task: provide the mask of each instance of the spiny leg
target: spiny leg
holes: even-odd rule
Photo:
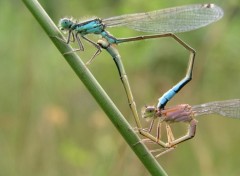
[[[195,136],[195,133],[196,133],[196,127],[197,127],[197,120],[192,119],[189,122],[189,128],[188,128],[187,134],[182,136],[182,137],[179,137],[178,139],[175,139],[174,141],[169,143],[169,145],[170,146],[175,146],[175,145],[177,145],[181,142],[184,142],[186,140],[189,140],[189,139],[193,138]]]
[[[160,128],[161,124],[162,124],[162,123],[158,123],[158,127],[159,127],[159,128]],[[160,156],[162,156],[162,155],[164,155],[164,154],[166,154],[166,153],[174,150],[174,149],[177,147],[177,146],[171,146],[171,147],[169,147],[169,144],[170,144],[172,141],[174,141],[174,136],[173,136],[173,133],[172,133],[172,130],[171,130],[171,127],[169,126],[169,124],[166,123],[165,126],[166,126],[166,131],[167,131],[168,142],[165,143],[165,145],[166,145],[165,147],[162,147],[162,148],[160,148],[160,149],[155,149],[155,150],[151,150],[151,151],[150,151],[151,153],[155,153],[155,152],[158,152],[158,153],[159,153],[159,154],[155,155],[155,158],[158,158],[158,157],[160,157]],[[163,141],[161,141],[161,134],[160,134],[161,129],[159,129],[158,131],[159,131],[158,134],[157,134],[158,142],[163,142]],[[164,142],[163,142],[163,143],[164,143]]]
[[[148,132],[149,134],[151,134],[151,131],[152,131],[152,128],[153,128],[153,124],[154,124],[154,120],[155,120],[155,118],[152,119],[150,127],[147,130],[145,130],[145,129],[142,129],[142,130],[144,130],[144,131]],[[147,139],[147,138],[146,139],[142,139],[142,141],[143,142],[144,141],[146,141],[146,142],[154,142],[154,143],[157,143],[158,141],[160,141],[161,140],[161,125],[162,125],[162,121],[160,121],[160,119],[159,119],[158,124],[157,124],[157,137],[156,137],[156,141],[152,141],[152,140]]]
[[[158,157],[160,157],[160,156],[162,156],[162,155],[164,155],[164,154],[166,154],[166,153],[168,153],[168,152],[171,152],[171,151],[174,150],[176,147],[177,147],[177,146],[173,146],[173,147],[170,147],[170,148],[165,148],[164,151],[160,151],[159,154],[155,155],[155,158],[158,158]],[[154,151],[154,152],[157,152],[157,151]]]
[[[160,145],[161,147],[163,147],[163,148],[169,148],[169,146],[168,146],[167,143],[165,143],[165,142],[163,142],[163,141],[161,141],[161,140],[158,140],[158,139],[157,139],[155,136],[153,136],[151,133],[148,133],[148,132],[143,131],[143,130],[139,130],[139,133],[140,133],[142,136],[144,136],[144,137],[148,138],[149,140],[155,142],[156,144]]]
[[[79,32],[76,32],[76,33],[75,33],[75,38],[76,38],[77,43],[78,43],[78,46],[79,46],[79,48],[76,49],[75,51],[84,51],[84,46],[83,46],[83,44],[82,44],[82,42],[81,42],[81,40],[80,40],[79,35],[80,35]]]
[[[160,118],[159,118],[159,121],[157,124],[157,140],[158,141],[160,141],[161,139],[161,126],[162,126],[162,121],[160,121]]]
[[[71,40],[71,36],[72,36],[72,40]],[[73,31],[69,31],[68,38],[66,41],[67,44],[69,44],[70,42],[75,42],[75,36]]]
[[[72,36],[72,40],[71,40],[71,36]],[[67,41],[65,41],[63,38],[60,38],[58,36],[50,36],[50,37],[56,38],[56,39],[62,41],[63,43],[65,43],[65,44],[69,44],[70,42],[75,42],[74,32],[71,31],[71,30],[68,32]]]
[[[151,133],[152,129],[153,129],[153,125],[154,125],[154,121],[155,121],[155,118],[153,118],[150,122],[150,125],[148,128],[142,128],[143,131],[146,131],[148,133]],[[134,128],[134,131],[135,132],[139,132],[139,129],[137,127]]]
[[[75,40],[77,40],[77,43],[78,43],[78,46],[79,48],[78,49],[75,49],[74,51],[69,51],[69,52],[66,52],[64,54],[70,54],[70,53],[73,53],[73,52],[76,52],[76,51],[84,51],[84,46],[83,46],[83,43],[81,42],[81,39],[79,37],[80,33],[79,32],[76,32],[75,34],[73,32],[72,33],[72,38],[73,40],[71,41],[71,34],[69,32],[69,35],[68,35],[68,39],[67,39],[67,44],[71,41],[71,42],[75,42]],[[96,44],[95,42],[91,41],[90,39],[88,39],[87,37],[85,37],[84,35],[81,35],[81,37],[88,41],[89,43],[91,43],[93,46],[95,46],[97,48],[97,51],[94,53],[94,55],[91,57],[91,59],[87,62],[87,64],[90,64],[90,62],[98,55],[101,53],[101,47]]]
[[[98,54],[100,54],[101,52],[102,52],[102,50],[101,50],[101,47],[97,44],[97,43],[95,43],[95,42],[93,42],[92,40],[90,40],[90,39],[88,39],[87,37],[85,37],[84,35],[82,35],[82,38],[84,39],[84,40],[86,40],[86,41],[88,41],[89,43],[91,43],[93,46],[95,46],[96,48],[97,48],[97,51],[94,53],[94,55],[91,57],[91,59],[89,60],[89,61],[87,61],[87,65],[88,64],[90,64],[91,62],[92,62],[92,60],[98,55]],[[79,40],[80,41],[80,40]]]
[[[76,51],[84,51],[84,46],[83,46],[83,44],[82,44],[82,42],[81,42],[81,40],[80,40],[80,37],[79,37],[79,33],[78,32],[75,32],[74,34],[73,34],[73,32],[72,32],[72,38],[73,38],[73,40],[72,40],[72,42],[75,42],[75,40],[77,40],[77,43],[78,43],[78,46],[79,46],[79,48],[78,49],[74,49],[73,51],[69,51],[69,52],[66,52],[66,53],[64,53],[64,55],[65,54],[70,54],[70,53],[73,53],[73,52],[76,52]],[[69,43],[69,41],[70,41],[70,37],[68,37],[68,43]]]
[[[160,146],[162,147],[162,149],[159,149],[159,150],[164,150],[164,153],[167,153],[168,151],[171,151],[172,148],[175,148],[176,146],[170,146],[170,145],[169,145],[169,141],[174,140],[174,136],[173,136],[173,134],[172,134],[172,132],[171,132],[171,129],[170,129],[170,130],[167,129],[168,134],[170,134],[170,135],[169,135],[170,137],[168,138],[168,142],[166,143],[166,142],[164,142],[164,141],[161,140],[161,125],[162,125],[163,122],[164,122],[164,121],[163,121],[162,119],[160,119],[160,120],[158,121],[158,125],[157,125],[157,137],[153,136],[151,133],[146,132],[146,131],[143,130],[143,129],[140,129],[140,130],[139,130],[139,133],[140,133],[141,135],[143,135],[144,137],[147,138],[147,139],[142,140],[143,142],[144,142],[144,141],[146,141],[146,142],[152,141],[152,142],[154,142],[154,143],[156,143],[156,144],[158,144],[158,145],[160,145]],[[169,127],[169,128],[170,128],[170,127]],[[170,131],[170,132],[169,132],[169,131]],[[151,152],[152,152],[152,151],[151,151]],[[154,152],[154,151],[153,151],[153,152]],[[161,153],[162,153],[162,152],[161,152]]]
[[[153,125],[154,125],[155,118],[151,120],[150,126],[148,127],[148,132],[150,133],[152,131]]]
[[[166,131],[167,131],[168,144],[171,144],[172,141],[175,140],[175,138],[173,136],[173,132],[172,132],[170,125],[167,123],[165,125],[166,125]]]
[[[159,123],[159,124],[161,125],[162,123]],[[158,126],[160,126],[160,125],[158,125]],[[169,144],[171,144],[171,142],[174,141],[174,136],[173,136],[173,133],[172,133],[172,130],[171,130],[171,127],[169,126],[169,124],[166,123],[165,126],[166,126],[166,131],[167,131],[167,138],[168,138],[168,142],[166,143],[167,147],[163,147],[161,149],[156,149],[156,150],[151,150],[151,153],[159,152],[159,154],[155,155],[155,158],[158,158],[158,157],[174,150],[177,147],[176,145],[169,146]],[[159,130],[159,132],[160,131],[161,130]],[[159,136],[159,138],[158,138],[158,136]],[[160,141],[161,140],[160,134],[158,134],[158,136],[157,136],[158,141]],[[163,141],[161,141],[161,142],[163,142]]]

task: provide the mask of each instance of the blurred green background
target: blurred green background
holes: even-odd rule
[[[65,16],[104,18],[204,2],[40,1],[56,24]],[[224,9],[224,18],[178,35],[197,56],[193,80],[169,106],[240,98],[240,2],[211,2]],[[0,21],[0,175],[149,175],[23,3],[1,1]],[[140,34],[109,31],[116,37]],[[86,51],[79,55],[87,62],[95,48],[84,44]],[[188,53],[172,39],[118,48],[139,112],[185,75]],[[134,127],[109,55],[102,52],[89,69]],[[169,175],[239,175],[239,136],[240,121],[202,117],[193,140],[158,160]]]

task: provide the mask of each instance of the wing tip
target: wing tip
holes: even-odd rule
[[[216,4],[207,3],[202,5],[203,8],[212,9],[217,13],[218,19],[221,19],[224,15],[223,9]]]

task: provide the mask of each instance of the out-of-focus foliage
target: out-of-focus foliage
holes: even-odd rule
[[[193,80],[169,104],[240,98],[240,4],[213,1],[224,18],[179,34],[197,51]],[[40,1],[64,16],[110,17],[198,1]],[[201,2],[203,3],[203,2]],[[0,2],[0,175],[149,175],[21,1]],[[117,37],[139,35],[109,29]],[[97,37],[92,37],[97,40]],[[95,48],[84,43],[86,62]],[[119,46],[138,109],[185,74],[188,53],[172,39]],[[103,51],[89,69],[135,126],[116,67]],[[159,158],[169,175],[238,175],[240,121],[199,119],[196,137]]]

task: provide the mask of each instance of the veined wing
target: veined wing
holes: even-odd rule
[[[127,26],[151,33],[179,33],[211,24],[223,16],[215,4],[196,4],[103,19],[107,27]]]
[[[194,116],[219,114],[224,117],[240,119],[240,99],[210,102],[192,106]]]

◆ What is expected: Copy out, from the material above, each line in which the string "blurred" is found.

◆ Reply to the task:
task: provide the mask of each instance of the blurred green background
target: blurred green background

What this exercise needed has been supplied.